Work instructions.
Rewrite everything from the line containing "of the bearded" down to the last of the lines, requests included, and shift each x and y coordinate in the answers up by 61. Leave the pictures out.

Data rows.
################

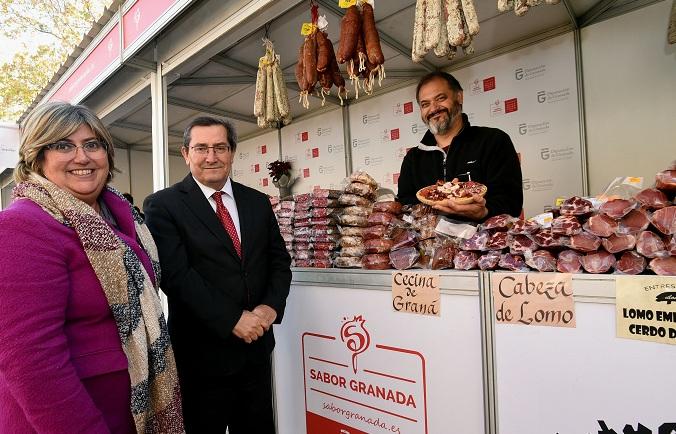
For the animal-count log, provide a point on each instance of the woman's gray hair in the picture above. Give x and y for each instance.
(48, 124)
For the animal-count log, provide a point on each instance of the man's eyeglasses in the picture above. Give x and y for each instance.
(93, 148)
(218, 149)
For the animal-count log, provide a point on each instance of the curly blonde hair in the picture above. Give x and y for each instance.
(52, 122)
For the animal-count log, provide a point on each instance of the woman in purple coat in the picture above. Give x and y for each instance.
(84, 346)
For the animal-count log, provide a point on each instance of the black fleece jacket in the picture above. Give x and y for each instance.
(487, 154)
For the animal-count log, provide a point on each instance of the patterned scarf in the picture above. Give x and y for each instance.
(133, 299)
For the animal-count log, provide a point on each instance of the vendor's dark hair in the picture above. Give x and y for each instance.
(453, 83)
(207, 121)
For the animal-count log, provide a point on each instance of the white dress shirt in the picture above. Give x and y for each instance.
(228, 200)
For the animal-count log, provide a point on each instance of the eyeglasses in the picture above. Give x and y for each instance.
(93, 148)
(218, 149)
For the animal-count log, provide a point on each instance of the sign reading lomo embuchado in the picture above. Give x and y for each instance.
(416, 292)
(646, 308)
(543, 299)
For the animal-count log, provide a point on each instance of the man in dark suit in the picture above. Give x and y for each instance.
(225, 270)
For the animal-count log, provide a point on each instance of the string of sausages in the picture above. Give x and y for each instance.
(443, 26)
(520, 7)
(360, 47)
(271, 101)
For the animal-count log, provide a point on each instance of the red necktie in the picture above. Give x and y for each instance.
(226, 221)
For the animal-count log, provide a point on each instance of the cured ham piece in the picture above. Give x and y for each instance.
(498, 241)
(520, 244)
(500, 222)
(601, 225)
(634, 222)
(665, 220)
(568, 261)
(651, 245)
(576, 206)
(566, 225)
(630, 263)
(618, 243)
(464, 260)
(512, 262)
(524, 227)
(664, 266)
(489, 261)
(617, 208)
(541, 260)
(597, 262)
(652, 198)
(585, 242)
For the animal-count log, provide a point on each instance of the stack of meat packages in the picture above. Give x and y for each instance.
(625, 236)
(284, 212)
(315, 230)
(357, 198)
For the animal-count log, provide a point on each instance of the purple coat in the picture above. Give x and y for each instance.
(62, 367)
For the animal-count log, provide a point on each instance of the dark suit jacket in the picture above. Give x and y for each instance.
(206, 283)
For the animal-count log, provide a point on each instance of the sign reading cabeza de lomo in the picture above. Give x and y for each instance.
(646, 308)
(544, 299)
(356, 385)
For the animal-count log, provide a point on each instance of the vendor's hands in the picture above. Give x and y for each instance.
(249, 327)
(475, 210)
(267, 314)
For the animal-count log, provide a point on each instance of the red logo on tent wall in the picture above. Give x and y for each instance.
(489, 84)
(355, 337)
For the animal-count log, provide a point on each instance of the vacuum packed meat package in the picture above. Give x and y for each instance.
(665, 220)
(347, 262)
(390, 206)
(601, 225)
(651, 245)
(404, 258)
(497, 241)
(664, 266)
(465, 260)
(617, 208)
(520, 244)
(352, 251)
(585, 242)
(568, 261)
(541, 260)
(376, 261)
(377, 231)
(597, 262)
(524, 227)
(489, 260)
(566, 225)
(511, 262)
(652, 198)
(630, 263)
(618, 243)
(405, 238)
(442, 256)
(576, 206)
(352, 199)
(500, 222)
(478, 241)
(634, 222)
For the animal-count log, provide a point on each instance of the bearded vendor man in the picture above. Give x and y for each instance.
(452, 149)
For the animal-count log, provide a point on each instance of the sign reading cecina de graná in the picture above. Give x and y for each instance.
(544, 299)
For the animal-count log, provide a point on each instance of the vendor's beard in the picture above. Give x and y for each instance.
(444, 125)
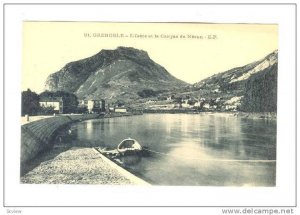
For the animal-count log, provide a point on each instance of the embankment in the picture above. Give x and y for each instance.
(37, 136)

################

Solution for this problem.
For the animal-count log, provide a point on each instance of the bearded vendor man in the picture above. Give x and y for each instance.
(513, 210)
For the animal-count log, provide a point on each instance of the sign reading cecina de graná in the picture above. Give x and y for each instance.
(605, 360)
For the animal-count log, provide a point on each instance of the vendor's beard in the picture above. Give x and y for each instance.
(505, 186)
For the animal-count log, provide a point on each instance of the embankment in the picture above. Give x and y for each instance.
(98, 197)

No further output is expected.